__TASK STATEMENT__
According to the news article on Chapel Hill candidates' donors, what is the most that any one person or committee may contribute under the new campaign finance guidelines?

##### TEXT BLOCK

October 23, 1999 Chapel
Hill hopefuls list donors
Author: Bonnie Rochman; STAFF WRITER
Edition: Orange
Section: News
Page: B1
Index Terms:
election
campaign
budget
Chapel Hill
Town Council
Estimated printed pages: 3 Article Text: CHAPEL HILL
-- In the first election since the Town Council enacted campaign finance
reforms, the two candidates for mayor each raised less than $10,000. Earlier
this year, the General Assembly approved a request by the Town Council to enact
campaign finance guidelines in local elections. Candidates must list the names
of all contributors and the amounts donated, and no one person or committee may
contribute more than $200. As of Friday, when candidates filed reports with the
Board of Elections, Mayor Rosemary Waldorf had raised $9,115 and spent
$3,962.29. Challenger Susan Franklin had raised $6,140 and loaned herself
money. Her expenditures totaled $8,779. Traditionally, mayoral candidates here
have not spent lavish sums on their campaigns. Waldorf said she thought former Mayor
Ken Broun had invested the most in recent memory, when he spent $19,000 in 1991
to beat her. "It turned out OK," she said. "He was a great
mayor." His wife, Marjorie, contributed $100 to Waldorf's campaign. Other
noteworthy Waldorf contributors included former UNC Chancellor Paul Hardin;
Lynda Baddour, the wife of UNC athletics director Richard Baddour; and council
candidate Jim Protzman. Franklin, a mediation lawyer, raised money largely from
residents of The Oaks neighborhood and members of the Alliance of
Neighborhoods, a group that seeks to preserve the character of the town's
neighborhoods. She also received $50 from council member Joe Capowski, whose
term expires this year. Capowski, who is not running for re-election, has also
endorsed Franklin for mayor. In the race for Town Council, nine candidates are
competing for four seats. Incumbent Pat Evans has raised the
most money; Don Sweezy, an engineer at GTE, the least. Evans,
a community volunteer, has collected $10,386.79 from people including Roger
Perry, the developer of Meadowmont, the town's most controversial development;
Anne Cates, chairwoman of the UNC-CH Board of Trustees; Carmen Hooker Buell,
the wife of late UNC Chancellor Michael Hooker; and council member Edith
Wiggins. Sweezy, with $2,780, had received donations from council members Joyce
Brown and Capowski. Jim Protzman, a business consultant, raised $8,779 from
contributors including Baddour, Cates, council member Lee Pavao and the DuBose
family, which sold Perry the land for Meadowmont. Incumbent Julie Andresen
McClintock, an air quality specialist at the Environmental Protection Agency,
collected $8,709 from Capowski, who often votes as she does on the council, and
Barbara Rodbell, the wife of late Nobel Prize winner Martin Rodbell, as well as
from the Alliance of Neighborhoods. Bill Strom, a small business owner, raised
$6,762.53, about $1,000 less than the spending cap he imposed on his campaign.

##########
##### EXERCISE DATA

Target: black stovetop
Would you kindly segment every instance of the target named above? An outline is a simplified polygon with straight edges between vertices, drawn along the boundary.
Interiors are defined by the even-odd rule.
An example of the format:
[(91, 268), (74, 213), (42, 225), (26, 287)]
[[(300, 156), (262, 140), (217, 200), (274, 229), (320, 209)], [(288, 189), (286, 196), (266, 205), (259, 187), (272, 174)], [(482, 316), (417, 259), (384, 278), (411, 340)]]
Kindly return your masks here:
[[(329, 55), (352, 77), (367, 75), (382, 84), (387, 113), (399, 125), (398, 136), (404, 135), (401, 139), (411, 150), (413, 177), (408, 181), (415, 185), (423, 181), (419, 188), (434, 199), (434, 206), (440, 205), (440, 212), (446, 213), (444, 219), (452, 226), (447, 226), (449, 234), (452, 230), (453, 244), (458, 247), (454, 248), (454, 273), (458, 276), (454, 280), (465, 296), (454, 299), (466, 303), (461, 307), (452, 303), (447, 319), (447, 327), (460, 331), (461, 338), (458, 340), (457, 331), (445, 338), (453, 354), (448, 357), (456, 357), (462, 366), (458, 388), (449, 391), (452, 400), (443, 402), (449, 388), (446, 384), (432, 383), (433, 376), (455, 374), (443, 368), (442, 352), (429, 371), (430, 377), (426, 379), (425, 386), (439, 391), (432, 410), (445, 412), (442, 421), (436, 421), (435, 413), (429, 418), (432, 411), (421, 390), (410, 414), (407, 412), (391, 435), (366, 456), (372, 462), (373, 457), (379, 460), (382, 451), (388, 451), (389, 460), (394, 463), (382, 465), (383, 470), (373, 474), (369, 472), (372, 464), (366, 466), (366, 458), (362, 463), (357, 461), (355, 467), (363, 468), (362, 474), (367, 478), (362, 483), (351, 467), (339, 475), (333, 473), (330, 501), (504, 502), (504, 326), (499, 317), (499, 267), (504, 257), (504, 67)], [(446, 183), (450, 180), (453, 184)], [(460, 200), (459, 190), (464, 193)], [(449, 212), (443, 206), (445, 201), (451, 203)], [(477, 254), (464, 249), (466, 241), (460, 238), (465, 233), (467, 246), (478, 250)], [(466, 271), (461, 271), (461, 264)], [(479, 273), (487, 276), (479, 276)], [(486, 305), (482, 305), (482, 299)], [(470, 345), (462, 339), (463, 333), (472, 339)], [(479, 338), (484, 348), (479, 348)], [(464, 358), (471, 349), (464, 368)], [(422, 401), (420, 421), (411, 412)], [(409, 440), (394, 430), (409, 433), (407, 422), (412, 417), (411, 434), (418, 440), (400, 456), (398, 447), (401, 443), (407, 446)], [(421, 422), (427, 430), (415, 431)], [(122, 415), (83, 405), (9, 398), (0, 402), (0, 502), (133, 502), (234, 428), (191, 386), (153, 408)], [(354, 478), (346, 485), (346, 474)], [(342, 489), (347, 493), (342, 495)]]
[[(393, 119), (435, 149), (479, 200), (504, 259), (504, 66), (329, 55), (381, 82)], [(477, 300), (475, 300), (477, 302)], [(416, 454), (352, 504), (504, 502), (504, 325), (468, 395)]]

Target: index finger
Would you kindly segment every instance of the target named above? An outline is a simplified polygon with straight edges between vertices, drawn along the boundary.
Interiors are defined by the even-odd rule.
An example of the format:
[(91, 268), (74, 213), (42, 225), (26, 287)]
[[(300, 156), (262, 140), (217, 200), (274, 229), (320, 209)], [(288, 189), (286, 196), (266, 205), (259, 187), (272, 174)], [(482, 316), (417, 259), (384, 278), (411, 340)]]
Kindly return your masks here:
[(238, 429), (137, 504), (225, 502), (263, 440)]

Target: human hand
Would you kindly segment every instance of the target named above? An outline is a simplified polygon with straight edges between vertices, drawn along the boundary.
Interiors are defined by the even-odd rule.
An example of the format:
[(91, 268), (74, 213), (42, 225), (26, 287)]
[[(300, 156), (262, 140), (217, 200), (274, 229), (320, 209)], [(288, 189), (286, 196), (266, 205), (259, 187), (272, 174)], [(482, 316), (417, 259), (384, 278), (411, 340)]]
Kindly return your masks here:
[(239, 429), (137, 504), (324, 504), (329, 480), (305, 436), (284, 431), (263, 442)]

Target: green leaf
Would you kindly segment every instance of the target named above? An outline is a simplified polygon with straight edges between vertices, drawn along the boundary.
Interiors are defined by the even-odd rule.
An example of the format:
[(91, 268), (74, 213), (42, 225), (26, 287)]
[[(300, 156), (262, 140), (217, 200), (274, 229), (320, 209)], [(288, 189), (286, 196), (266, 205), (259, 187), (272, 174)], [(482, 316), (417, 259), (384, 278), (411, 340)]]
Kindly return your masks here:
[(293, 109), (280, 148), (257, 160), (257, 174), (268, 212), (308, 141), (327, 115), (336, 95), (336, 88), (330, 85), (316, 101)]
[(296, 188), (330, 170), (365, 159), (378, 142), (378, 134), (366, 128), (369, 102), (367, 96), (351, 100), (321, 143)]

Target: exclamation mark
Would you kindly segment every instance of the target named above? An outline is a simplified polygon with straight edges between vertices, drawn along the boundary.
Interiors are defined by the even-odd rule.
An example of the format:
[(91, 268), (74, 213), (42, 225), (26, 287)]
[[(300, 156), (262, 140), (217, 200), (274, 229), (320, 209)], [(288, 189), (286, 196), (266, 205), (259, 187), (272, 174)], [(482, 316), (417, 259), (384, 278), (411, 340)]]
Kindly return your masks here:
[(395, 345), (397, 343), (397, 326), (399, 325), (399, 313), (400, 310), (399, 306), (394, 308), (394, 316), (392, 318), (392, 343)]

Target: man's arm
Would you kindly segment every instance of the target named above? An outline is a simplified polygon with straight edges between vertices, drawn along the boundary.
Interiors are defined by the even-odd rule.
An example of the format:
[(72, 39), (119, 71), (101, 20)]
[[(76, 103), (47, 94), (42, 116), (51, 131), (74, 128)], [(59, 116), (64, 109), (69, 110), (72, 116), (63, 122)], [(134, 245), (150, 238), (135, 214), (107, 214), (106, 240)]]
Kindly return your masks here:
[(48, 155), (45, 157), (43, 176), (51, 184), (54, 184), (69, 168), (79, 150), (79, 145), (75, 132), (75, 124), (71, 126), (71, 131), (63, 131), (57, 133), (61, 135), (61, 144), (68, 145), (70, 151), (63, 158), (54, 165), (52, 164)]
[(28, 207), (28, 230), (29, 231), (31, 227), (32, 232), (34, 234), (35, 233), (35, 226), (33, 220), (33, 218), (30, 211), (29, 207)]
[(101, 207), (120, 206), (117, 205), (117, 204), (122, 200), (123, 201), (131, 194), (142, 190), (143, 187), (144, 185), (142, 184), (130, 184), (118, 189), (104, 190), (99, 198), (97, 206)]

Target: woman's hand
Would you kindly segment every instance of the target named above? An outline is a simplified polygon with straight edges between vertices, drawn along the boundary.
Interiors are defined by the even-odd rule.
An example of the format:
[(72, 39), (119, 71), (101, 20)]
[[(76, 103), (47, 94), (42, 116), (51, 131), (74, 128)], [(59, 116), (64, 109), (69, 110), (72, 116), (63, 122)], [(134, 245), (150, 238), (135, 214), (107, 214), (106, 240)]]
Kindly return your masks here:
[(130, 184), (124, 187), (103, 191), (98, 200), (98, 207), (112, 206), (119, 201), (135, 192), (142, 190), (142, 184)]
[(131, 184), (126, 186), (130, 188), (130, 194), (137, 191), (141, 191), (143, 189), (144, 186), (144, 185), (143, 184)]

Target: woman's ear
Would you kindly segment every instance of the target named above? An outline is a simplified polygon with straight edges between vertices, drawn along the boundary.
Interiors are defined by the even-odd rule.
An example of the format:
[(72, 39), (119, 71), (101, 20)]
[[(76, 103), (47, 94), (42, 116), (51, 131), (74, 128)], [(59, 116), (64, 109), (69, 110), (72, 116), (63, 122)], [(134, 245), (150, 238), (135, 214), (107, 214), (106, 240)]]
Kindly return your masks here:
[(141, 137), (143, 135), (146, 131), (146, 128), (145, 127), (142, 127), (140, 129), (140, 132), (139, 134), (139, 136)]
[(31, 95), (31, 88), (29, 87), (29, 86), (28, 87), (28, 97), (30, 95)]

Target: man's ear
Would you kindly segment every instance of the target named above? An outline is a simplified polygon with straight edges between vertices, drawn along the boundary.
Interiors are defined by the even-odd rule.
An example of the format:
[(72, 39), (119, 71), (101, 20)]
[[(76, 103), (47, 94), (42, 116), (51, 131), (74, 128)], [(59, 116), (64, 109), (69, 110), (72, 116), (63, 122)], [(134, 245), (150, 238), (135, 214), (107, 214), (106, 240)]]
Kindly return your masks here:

##########

__RESPONSE__
$200